**THE INPUT**
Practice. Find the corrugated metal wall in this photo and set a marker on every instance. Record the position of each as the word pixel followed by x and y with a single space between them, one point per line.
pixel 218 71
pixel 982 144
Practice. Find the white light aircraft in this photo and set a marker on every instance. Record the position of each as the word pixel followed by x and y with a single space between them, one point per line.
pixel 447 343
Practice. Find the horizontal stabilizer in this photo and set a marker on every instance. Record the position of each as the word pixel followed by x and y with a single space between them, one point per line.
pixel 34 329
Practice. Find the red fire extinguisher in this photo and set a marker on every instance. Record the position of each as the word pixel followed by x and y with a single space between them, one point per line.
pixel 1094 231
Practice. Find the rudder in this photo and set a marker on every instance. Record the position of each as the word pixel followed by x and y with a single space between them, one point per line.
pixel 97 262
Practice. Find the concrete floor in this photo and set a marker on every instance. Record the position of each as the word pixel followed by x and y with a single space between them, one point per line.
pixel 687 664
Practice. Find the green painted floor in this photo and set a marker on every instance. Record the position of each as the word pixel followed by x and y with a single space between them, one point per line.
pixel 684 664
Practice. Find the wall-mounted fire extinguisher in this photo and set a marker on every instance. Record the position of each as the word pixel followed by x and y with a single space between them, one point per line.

---

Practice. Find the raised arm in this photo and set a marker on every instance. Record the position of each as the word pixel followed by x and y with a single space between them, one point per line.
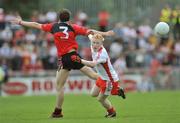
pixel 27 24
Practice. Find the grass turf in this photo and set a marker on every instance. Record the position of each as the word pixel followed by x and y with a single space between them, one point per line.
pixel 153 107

--

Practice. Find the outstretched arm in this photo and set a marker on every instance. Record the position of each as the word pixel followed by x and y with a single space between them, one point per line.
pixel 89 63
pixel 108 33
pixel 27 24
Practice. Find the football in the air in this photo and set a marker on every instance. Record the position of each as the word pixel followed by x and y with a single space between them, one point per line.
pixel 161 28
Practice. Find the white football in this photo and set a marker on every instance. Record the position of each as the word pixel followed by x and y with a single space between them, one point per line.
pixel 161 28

**WORK REQUIRED**
All lines above from the one holding "Practice. Find the green" to the one holding "Practice. Find the wall-mounted", inclusive, are to be copied exactly; no other line is wanted.

**SOLUTION**
Practice. Find the green painted floor in this photo and set a marker on every instance. Record the position of each as the word pixel followed by x and y with a single space between them, one point per line.
pixel 684 664
Practice. Find the wall-mounted fire extinguisher in this photo and set a marker on every instance. Record the position of each as the word pixel followed by x and y with a single space between them, one point per line.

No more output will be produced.